### Extract

My Gas Station Turned Into a Healthcare Facility
Much has been written about EPA’s new Subpart P regulations pertaining to the management of pharmaceutical waste at healthcare facilities. Each state must adopt the new regulations and many already have. Refer to 40 CFR Part 266 for details on these new regulations.
In this article we will clarify what EPA (Environmental Protection Agency) considers to be a healthcare facility.
You’d be surprised to know that EPA define a healthcare facility as any person that is lawfully authorized to provide patient care to humans or animals. Or, facility that sells or dispenses pharmaceuticals. It is important to note that they lump in OTC and homeopathic medicine as pharmaceuticals.
Under this definition, the following entities are likely considered healthcare facilities and are regulated under EPA’s Subpart P:
- Gas stations (Sell OTC)
- Gift shops in airports and hotels (Sell OTC)
- Fleet Farms (Sell human and veterinary type pharmaceuticals)
- Farm Co-Ops (Sell OTC veterinary type pharmaceuticals)

######
### Source material

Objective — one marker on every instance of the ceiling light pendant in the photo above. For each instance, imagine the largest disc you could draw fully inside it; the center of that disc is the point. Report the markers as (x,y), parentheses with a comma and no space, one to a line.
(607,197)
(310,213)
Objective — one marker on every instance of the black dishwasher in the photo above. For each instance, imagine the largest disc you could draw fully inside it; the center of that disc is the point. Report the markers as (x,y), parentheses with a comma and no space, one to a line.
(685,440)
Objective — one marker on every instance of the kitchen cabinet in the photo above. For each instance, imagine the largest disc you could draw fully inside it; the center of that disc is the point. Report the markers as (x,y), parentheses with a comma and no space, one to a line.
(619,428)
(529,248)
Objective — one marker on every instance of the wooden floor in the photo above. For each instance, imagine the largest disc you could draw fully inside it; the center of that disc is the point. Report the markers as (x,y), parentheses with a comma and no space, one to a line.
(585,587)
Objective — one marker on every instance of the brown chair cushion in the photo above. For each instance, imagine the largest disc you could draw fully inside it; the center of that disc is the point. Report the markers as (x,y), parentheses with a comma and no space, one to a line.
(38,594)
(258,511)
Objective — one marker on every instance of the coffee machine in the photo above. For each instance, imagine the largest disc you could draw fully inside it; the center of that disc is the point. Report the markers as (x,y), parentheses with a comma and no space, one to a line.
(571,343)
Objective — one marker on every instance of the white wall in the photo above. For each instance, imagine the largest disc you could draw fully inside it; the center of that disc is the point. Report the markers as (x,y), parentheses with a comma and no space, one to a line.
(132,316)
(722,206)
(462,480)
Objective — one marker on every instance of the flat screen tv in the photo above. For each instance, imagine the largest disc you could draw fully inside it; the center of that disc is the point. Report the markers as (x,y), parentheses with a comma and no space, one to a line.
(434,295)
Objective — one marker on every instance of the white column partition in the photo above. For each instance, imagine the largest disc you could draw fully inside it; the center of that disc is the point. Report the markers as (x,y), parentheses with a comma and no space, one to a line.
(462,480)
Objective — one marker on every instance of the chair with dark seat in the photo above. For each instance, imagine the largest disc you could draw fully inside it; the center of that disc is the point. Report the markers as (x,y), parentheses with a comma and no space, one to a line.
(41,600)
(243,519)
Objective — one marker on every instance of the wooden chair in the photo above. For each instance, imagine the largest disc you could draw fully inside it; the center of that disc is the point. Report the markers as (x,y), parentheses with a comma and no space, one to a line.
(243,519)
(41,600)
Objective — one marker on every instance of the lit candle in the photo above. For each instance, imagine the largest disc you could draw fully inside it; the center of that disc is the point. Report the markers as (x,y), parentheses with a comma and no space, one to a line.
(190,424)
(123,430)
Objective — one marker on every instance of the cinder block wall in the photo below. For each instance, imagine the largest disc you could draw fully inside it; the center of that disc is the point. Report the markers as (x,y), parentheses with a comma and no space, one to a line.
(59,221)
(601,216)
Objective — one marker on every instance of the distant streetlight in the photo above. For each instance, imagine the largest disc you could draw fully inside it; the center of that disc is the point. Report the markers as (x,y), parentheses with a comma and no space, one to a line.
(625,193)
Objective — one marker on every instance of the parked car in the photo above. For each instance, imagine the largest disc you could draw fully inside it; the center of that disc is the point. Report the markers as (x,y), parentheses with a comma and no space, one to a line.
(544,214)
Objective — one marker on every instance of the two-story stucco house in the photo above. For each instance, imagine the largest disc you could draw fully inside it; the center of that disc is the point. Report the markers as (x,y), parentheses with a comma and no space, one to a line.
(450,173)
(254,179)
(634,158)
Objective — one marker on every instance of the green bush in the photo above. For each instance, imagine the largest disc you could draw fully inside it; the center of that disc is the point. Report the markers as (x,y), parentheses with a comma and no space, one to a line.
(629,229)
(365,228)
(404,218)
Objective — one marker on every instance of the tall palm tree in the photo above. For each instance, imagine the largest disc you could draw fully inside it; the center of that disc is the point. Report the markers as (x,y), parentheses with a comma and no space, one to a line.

######
### Source material

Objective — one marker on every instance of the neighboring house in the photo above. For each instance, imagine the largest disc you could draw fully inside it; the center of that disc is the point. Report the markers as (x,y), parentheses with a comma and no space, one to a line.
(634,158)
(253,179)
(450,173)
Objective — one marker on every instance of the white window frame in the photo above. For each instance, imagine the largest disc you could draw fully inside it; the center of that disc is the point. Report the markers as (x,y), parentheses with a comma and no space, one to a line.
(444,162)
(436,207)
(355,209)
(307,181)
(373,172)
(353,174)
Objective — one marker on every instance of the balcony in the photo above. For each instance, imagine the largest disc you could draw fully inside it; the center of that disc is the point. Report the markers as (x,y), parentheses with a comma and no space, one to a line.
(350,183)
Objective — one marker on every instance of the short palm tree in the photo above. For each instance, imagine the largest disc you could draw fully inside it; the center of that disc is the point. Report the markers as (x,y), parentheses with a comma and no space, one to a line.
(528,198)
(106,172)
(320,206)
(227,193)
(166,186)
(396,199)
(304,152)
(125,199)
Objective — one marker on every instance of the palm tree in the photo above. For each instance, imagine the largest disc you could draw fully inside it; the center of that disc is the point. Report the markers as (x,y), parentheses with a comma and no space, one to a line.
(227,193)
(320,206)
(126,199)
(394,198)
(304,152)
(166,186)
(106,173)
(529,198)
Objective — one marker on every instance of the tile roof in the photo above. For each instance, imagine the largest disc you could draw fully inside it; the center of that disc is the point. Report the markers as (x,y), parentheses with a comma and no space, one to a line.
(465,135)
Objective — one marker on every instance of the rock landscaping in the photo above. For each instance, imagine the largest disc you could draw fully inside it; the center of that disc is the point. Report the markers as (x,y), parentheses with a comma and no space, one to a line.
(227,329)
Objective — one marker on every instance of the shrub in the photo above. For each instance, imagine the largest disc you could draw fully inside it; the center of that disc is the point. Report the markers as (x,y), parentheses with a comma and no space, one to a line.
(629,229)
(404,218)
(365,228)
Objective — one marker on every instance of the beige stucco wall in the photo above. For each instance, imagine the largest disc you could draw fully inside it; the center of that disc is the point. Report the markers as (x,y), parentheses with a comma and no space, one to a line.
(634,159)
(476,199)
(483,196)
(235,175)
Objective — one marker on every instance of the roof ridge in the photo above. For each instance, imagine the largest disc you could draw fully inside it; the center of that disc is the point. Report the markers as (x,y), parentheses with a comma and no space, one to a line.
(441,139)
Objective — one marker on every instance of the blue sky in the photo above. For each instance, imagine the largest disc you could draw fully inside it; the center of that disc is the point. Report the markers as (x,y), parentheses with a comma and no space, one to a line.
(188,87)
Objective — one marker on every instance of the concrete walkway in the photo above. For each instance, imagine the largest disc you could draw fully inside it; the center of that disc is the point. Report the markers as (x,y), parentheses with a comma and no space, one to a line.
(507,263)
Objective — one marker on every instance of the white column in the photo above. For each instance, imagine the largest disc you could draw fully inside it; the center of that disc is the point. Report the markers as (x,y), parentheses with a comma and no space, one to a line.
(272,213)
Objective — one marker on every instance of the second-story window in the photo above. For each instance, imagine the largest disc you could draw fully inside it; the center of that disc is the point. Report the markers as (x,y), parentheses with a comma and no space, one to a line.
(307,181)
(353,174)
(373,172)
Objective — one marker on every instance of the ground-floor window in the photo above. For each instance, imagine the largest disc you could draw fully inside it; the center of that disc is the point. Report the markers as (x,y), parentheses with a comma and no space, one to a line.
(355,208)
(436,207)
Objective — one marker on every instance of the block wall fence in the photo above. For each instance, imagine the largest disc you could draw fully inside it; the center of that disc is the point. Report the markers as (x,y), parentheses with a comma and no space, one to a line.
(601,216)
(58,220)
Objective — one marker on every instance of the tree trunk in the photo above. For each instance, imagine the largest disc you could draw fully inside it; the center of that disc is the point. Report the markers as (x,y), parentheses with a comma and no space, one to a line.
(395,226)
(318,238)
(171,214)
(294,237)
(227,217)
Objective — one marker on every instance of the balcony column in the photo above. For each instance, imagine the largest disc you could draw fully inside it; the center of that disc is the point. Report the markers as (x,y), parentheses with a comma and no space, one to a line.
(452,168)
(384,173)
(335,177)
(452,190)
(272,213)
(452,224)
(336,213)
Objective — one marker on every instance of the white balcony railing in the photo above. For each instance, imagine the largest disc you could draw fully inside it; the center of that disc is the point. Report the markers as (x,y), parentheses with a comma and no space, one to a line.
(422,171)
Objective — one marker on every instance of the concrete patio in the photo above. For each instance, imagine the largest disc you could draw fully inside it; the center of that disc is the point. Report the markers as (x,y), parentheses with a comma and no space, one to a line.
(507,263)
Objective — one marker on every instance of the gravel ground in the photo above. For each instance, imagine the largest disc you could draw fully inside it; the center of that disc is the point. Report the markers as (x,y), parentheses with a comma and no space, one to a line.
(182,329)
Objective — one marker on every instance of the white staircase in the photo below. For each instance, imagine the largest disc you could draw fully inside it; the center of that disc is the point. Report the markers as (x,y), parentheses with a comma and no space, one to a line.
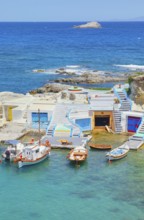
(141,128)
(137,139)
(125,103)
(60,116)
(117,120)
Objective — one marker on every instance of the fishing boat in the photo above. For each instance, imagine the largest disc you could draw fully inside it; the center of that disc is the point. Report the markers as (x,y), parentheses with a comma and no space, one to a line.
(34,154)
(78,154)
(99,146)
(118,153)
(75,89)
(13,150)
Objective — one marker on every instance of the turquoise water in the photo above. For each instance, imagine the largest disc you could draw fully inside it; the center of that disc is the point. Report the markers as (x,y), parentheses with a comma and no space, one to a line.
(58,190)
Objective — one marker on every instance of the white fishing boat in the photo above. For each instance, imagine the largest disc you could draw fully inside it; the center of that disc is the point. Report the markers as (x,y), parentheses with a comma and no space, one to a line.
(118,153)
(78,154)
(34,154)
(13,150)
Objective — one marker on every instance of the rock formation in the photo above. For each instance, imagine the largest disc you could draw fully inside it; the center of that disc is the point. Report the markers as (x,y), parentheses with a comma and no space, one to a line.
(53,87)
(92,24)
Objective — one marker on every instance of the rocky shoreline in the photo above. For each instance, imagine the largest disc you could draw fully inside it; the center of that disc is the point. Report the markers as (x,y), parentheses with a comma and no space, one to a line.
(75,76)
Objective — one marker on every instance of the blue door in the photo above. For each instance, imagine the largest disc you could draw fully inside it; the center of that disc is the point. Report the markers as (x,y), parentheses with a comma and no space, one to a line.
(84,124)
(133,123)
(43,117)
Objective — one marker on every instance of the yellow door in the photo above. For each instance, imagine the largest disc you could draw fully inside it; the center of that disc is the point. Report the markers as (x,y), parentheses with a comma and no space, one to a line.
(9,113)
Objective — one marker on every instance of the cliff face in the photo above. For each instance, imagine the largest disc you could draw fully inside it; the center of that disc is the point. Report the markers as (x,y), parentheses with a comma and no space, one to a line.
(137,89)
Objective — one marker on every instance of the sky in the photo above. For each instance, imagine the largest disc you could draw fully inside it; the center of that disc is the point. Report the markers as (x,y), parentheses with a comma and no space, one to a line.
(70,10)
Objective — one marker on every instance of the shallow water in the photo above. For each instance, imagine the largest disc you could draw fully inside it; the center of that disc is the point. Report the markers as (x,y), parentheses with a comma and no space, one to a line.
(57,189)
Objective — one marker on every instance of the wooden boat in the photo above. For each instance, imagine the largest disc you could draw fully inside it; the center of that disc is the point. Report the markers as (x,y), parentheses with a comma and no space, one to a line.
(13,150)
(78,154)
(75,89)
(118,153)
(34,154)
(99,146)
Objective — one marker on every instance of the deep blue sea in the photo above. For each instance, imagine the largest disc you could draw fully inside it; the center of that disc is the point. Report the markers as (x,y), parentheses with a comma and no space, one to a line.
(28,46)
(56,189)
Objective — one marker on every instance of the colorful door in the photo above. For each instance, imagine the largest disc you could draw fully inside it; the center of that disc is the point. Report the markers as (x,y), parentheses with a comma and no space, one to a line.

######
### Source material

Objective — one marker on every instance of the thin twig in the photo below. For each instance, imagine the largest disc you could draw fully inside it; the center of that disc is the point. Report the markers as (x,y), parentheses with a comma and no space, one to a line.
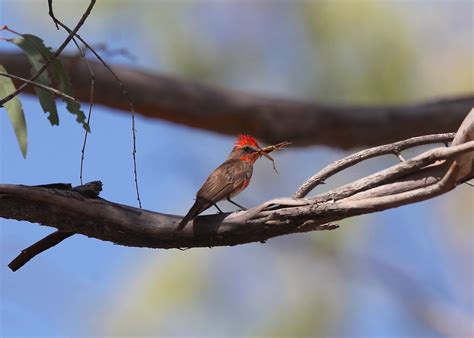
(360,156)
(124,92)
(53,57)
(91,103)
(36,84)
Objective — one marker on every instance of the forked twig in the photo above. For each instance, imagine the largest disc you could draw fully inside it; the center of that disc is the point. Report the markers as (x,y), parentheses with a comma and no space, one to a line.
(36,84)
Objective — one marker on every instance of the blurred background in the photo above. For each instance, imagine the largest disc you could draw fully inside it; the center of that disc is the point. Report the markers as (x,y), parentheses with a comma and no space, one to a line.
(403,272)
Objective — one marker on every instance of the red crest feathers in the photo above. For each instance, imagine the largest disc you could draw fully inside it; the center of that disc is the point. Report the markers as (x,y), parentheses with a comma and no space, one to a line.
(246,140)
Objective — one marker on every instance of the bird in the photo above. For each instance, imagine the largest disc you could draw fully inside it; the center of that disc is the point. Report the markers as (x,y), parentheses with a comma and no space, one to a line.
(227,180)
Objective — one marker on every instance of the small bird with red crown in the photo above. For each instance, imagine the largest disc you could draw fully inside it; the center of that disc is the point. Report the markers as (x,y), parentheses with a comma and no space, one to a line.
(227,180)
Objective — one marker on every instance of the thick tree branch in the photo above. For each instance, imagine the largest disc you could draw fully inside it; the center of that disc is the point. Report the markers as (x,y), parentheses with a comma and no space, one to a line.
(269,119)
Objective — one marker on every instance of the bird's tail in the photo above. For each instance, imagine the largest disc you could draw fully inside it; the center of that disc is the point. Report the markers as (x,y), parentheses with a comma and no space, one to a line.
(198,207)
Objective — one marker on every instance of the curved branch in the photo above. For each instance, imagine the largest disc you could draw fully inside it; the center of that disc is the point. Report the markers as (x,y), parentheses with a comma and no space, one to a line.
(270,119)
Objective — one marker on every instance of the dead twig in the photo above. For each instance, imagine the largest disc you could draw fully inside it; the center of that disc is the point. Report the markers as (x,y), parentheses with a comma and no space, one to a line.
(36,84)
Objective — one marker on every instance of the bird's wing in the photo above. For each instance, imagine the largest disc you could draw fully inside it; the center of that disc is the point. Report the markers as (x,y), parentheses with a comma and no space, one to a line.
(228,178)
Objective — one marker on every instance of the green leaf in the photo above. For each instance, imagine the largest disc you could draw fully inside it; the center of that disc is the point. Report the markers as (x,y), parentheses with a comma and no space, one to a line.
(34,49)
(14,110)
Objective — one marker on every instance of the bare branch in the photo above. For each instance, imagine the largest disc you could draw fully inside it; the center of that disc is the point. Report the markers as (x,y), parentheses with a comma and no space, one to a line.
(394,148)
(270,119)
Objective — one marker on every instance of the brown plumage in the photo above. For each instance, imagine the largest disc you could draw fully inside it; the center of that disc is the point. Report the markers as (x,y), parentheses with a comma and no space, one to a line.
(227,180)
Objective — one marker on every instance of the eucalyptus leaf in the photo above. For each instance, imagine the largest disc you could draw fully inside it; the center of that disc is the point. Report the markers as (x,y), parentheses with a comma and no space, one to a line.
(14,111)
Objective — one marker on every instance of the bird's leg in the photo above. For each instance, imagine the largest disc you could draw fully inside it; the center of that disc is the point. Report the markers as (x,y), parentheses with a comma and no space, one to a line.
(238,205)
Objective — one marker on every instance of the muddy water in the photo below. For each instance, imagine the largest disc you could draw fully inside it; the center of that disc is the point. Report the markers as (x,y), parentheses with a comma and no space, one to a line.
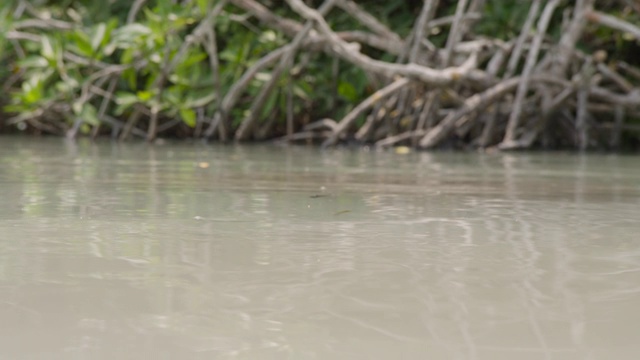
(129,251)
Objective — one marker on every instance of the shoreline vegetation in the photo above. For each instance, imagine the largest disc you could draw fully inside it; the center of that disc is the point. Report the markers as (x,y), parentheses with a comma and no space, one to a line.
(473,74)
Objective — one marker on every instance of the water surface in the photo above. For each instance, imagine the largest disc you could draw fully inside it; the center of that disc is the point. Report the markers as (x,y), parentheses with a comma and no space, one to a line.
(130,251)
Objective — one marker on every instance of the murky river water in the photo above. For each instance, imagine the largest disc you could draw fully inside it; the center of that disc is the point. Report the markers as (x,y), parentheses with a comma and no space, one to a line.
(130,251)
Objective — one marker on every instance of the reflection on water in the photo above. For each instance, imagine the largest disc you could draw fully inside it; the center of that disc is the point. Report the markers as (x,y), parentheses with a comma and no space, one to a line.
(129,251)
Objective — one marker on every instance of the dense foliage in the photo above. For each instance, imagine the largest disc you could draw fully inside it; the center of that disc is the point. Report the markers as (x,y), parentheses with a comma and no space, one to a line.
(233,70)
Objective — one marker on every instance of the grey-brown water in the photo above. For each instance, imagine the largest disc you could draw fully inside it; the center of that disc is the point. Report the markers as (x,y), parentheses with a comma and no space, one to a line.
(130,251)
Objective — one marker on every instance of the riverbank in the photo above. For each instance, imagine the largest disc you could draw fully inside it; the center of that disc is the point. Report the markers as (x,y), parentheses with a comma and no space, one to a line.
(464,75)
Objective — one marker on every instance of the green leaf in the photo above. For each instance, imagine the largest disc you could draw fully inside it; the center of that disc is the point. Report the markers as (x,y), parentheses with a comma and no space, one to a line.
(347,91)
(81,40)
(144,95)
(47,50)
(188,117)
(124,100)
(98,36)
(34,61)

######

- _Task A_:
Can you translate this sentence from the Subpart P article into Spanish: "Each state must adopt the new regulations and many already have."
- _Task B_:
Could you continue the Subpart P article after its last sentence?
These entries have no connection to the Subpart P article.

- _Response area A_:
Cada estado debe adoptar las nuevas regulaciones y muchos ya lo han hecho.

- _Response area B_:
- Fire stations (Administer pharmaceuticals)
- Police stations (Administer pharmaceuticals, like Narcan®)
- Convenience or Dollar stores (Sell OTC)
- Veterinary clinics (Sell and administer pharmaceuticals)
- Dental offices (Administer pharmaceuticals)
- Dr.’s offices and clinics (Administer pharmaceuticals)
- Retail pharmacies (Sell and sometimes may administer pharmaceuticals)
- Satellite, express, or quick care clinics (Administer pharmaceuticals)
So, the next time you fill up at your local gas station, you may want to strike up a conversation on how they are complying with the new EPA regulations on pharmaceutical waste management. You know, EPA Subpart P. By the way, don’t expect an immediate response.